====== 引用文

今年初めての本かもしれない。いや、「自分の本」というのはおこがましいな。「共著」でもおこがましい。
14人の人が語り合っている。その中に私も出ている。岩波ブックレットの最新刊だ。東京新聞社会部編の『未来に語り継ぐ戦争』だ。
「老若世代14人が語り合う7本のシリーズ対談」と本の帯には書かれている。東京新聞(中日新聞東京本社)編集局長・菅沼堅吾さんは、「はじめに」で、こう書いている。
〈過去は変えられない。その結果として、現在がある。これに対し未来は、いかようにも変えることができる。しかし人間は自分たちが思うほど賢くない。過ちを繰り返してしまう。最たる過ちとは、もちろん「戦争」である。繰り返さないための方策はないのか。過去を常に直視し、学び続けることが一つの答えなのだろう〉
その通りだと思う。その志がいい。東京新聞(中日新聞)の気概を感じる。
政治・社会・経済を報じるにしても、東京新聞は、ちょっと違う。単なる批判に終わらずに、明日に向けての提言がある。
又、一過性の事件に終わらせずに、じっくり取材し、問題を解き明かす。さらに、「戦争」についても、いろんな角度から取材し、「語り継ごう」とする。
それも、「こうすれば勝てた」とか、「この将軍は偉かった」といった皮相的なものではない。戦争を体験した人に、体験してない世代が聞く。真摯に語り合う。「戦争」を繰り返さないための方策はないのか…と。
「はじめに」では、こう続く。

============
====== データ

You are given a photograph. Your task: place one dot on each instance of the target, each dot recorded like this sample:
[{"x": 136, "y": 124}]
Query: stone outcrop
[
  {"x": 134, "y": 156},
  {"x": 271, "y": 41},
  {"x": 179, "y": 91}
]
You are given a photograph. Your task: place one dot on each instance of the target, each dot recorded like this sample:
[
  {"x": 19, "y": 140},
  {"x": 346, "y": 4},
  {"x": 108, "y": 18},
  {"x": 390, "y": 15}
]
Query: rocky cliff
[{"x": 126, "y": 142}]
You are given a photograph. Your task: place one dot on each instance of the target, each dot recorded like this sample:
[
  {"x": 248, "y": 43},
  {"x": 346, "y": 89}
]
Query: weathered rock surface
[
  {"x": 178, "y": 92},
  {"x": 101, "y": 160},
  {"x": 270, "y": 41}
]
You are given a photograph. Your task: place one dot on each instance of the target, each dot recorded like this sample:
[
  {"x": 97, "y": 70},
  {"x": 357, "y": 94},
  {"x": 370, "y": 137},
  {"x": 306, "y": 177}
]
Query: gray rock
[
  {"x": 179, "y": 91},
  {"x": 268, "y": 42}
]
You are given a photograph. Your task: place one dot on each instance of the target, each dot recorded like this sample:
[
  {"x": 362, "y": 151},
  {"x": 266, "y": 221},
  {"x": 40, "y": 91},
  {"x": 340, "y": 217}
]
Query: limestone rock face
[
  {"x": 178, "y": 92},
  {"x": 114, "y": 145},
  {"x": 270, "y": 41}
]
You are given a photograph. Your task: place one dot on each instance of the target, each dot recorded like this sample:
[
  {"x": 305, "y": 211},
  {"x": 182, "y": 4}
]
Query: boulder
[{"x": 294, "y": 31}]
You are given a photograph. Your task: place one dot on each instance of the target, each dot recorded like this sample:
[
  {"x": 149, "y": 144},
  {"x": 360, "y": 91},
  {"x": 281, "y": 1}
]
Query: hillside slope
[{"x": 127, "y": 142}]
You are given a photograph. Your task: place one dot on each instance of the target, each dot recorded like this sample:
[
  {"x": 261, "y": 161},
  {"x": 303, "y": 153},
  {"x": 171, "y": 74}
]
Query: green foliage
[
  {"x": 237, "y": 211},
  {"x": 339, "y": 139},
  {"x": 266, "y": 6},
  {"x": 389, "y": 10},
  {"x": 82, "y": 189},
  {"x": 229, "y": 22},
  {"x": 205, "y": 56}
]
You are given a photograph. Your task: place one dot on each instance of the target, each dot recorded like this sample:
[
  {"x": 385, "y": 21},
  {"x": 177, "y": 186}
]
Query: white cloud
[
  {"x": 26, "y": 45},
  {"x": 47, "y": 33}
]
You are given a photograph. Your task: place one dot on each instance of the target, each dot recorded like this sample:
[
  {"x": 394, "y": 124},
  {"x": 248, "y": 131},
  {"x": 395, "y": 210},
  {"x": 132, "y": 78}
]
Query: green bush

============

* 課題 A *
引用文のうち、「14人の人が語り合っている。」で始まり「材し、「語り継ごう」とする。」で終わる部分を一字一句そのまま書き写してください。
* 課題 B *
次の(i)〜(iii)が引用文の内容と合っているか、それぞれ「はい」か「いいえ」で答え、判断の根拠となる引用文の語句を正確に引いてください。
(i) その本では14人が語り合っており、筆者もその中に出ている。
(ii) 『未来に語り継ぐ戦争』は朝日新聞社会部の編集による本である。
(iii) 菅沼堅吾さんは「はじめに」で、未来は変えることができないと書いている。

* 解答 A *
14人の人が語り合っている。その中に私も出ている。岩波ブックレットの最新刊だ。東京新聞社会部編の『未来に語り継ぐ戦争』だ。
「老若世代14人が語り合う7本のシリーズ対談」と本の帯には書かれている。東京新聞(中日新聞東京本社)編集局長・菅沼堅吾さんは、「はじめに」で、こう書いている。
〈過去は変えられない。その結果として、現在がある。これに対し未来は、いかようにも変えることができる。しかし人間は自分たちが思うほど賢くない。過ちを繰り返してしまう。最たる過ちとは、もちろん「戦争」である。繰り返さないための方策はないのか。過去を常に直視し、学び続けることが一つの答えなのだろう〉
その通りだと思う。その志がいい。東京新聞(中日新聞)の気概を感じる。
政治・社会・経済を報じるにしても、東京新聞は、ちょっと違う。単なる批判に終わらずに、明日に向けての提言がある。
又、一過性の事件に終わらせずに、じっくり取材し、問題を解き明かす。さらに、「戦争」についても、いろんな角度から取材し、「語り継ごう」とする。

* 解答 B *
(i) はい。「14人の人が語り合っている。その中に私も出ている。」
(ii) いいえ。「東京新聞社会部編の『未来に語り継ぐ戦争』だ。」
(iii) いいえ。「これに対し未来は、いかようにも変えることができる。」